**Your instructions:** Each line from the one that contains "Annotation task — pin every instance of the blue" to the end of the material must be set down exactly, and no line before it.

==================================================

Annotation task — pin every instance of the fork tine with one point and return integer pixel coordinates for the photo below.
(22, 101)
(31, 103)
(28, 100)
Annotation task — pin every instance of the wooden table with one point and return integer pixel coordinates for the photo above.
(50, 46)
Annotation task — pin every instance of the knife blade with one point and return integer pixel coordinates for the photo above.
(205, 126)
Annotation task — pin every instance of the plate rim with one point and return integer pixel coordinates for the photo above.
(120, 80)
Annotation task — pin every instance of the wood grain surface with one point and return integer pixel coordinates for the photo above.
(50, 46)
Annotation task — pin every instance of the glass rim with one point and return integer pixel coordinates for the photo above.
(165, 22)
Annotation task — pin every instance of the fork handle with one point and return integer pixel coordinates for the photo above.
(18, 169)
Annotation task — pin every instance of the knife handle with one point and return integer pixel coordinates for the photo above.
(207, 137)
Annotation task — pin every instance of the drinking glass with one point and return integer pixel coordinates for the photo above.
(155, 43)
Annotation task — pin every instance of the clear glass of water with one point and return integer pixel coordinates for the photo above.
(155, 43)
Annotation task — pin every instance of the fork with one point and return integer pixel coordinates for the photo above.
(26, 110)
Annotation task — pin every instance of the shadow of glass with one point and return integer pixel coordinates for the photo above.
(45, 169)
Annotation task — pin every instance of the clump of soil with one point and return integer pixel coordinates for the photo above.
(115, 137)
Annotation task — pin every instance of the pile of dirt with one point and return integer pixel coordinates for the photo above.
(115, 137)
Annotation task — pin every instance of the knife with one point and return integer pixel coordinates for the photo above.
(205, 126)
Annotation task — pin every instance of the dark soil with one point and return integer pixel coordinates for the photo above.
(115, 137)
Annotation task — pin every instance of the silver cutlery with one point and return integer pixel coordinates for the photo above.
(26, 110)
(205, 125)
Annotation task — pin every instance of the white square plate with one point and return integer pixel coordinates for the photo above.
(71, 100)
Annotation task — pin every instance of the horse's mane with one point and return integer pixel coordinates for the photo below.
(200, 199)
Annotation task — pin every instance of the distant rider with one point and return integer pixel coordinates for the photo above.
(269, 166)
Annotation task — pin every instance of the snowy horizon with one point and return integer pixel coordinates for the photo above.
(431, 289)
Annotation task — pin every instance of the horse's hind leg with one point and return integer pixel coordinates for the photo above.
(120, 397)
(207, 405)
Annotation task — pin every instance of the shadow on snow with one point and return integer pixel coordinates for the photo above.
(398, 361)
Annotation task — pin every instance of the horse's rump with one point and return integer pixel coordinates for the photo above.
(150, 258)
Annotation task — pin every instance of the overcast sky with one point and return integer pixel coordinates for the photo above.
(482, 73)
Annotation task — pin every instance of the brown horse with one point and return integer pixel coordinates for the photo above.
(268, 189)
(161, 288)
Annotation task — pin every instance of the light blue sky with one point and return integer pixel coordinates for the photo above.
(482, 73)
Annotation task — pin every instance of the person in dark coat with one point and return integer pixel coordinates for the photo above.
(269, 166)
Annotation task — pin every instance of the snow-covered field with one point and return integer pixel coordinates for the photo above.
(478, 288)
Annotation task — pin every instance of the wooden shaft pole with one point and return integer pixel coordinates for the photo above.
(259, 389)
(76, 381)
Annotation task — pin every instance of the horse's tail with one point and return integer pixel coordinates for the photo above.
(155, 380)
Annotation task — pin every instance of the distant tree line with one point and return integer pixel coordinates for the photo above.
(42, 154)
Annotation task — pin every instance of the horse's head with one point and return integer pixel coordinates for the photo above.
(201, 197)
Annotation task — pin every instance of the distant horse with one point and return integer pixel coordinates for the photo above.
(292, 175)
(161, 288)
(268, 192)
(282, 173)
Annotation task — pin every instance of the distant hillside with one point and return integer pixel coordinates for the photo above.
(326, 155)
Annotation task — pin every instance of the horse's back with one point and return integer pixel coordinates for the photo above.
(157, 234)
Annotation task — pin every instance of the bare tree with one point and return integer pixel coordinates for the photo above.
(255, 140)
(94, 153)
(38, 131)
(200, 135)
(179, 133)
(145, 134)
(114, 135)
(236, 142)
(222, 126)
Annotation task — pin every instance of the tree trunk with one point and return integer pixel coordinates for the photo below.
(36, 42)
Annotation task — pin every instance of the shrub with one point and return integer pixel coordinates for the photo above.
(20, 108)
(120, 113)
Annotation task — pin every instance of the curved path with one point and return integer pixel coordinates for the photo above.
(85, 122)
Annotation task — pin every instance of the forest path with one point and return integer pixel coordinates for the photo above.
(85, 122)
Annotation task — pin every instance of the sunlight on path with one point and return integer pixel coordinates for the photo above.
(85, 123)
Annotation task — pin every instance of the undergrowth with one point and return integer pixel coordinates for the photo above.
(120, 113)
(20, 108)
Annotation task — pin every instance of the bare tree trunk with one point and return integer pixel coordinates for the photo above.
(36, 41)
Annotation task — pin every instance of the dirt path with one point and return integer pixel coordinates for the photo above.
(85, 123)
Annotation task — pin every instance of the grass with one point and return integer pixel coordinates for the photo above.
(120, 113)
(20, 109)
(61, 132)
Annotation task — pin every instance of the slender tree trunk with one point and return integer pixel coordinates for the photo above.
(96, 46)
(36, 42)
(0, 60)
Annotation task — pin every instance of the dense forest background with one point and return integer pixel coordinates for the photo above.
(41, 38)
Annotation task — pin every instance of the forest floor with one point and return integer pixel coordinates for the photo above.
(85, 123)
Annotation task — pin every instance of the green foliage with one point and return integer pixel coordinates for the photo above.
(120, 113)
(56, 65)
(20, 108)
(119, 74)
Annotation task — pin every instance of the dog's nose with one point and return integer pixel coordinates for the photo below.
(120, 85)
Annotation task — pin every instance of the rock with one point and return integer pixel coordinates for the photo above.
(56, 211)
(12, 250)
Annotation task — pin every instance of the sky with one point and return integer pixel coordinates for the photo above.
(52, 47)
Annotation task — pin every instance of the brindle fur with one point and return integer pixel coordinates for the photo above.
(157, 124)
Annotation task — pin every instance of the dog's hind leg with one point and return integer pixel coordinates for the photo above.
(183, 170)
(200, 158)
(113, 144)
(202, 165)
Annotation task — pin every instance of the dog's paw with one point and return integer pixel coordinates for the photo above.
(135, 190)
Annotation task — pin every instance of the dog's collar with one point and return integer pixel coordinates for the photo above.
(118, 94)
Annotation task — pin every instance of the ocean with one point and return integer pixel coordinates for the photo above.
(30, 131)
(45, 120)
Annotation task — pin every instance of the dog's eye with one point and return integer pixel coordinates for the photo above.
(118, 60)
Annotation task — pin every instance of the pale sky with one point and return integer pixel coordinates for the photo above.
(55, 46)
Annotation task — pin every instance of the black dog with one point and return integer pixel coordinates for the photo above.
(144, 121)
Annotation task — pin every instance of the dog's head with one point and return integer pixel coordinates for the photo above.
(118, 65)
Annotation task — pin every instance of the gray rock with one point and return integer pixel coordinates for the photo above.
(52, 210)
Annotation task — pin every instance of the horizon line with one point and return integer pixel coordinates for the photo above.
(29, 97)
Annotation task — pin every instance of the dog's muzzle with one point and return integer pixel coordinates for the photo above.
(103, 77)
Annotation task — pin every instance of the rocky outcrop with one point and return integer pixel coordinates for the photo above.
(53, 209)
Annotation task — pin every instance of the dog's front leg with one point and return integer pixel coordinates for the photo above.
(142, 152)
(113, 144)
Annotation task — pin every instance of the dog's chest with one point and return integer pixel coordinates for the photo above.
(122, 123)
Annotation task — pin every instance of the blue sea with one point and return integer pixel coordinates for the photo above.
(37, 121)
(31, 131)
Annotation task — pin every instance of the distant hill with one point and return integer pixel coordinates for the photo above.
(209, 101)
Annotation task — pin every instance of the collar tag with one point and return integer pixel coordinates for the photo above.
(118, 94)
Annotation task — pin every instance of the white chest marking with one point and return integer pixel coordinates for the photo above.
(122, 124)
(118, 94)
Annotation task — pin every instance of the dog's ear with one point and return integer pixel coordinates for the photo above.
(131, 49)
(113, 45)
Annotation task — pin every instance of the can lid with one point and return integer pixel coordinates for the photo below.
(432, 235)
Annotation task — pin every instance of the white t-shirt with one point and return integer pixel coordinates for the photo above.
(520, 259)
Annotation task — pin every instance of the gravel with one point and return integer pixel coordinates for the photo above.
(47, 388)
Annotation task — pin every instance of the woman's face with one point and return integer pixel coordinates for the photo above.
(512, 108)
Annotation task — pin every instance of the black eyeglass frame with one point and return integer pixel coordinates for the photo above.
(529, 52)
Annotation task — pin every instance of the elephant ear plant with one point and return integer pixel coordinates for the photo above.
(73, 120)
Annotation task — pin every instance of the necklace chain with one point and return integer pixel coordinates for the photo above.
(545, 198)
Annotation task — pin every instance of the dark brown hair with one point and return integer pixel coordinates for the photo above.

==================================================

**Exercise answer:**
Annotation task — pin every instance of the blue sea with one point and return integer pixel coordinates for the photo above.
(37, 121)
(31, 131)
Annotation task — pin every instance of the distant hill with one point and return integer pixel coordinates for the photo above.
(209, 101)
Annotation task — pin every instance of the collar tag with one point and return integer pixel coordinates for the photo above.
(118, 94)
Annotation task — pin every instance of the white chest marking with one point and return integer pixel coordinates for the photo above.
(122, 124)
(118, 94)
Annotation task — pin every instance of the dog's ear with one point and return integer pixel coordinates for the photo above.
(131, 49)
(113, 45)
Annotation task — pin every instance of the can lid with one point and return integer pixel coordinates for the photo below.
(432, 235)
Annotation task — pin every instance of the white t-shirt with one point and return integer pixel coordinates for the photo above.
(520, 259)
Annotation task — pin every instance of the gravel with one point and return integer pixel coordinates for the photo above.
(47, 388)
Annotation task — pin every instance of the woman's face with one point and return integer pixel coordinates for the photo above.
(512, 108)
Annotation task — pin every instance of the black eyeglass frame with one point and return integer pixel coordinates for the photo above.
(529, 52)
Annotation task — pin every instance of the elephant ear plant with one point and return integer pixel coordinates for the photo above.
(73, 120)
Annotation task — pin every instance of the necklace chain with one point and return integer pixel coordinates for the photo above.
(545, 198)
Annotation task — pin every instance of the dark brown hair with one point and return integer pixel coordinates for the photo above.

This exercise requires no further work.